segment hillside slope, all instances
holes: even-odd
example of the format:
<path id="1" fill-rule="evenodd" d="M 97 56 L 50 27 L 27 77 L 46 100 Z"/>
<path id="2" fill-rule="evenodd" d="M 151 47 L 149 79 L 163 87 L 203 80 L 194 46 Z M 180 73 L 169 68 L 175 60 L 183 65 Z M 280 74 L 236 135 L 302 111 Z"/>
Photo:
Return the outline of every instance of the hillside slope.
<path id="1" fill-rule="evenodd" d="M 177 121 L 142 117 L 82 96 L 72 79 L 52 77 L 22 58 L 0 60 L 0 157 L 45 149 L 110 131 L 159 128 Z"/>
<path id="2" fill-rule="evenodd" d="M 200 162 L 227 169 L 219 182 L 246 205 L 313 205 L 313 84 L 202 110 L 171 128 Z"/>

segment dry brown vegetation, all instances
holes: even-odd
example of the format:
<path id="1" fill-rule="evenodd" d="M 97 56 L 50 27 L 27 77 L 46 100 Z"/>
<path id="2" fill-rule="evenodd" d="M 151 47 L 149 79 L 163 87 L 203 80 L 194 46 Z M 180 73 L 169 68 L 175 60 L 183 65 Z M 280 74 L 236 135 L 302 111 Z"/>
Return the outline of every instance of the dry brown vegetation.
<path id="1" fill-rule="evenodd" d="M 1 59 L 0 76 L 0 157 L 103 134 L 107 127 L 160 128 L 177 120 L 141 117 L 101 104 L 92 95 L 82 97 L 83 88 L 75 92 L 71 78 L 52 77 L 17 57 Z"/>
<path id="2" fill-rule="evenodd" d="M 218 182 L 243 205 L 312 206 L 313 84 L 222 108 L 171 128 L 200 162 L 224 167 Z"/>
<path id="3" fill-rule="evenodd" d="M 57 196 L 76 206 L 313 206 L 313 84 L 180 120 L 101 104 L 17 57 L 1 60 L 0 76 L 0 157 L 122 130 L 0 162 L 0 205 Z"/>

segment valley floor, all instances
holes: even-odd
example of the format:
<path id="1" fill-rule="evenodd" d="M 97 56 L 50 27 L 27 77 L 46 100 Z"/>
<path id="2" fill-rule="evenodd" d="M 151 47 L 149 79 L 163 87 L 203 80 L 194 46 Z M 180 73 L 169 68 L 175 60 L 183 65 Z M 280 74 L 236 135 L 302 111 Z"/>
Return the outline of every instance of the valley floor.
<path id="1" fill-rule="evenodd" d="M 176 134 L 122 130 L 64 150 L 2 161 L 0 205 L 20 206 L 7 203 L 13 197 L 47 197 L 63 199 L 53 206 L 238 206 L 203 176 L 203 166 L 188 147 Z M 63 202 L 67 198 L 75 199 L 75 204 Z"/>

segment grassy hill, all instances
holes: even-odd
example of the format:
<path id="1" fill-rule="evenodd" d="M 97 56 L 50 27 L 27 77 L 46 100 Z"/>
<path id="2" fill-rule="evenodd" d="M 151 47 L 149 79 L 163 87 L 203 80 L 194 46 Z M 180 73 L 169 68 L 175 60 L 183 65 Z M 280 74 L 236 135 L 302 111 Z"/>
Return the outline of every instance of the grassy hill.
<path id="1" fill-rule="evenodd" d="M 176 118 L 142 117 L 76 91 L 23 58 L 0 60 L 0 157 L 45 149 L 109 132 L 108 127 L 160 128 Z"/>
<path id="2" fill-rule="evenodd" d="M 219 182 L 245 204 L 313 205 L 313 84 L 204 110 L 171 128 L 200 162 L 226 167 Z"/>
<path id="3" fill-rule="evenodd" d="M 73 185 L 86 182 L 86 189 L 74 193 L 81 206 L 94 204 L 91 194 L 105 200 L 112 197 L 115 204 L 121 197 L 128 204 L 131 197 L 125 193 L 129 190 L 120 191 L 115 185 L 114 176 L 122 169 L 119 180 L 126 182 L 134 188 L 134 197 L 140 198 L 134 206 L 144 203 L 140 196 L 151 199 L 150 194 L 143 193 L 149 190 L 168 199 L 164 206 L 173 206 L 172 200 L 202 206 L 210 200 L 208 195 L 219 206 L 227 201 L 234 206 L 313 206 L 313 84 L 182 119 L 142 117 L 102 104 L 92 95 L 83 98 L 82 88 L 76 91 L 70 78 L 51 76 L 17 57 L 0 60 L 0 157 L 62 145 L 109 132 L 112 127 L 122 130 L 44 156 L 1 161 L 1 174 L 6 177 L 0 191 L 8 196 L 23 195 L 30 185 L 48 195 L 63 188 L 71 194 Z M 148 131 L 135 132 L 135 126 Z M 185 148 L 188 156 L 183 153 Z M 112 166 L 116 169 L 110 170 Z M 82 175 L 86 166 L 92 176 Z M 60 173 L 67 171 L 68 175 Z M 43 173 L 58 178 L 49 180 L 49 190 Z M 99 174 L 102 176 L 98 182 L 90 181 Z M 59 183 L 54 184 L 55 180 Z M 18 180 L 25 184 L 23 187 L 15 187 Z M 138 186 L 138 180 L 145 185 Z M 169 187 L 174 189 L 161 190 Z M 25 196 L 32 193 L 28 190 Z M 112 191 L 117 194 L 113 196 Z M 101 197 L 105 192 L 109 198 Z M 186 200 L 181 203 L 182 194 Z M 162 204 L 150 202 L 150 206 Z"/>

# What to do
Copy out, character for character, the lines of the listing starting with the line that contains "segment grassy hill, all instances" and going on through the line that contains "219 182 L 245", with both of those lines included.

# Exercise answer
segment grassy hill, all instances
holes: even-odd
example of the format:
<path id="1" fill-rule="evenodd" d="M 97 56 L 50 27 L 27 77 L 46 100 Z"/>
<path id="2" fill-rule="evenodd" d="M 151 47 L 149 79 L 163 87 L 203 80 L 194 46 Z M 180 73 L 169 68 L 175 60 L 183 65 Z M 280 74 L 236 135 L 302 111 Z"/>
Return the outline of every instance of the grassy hill.
<path id="1" fill-rule="evenodd" d="M 176 118 L 142 117 L 76 91 L 23 58 L 0 60 L 0 157 L 45 149 L 109 132 L 108 127 L 160 128 Z"/>
<path id="2" fill-rule="evenodd" d="M 219 182 L 245 204 L 313 205 L 313 84 L 204 110 L 171 128 L 200 162 L 226 167 Z"/>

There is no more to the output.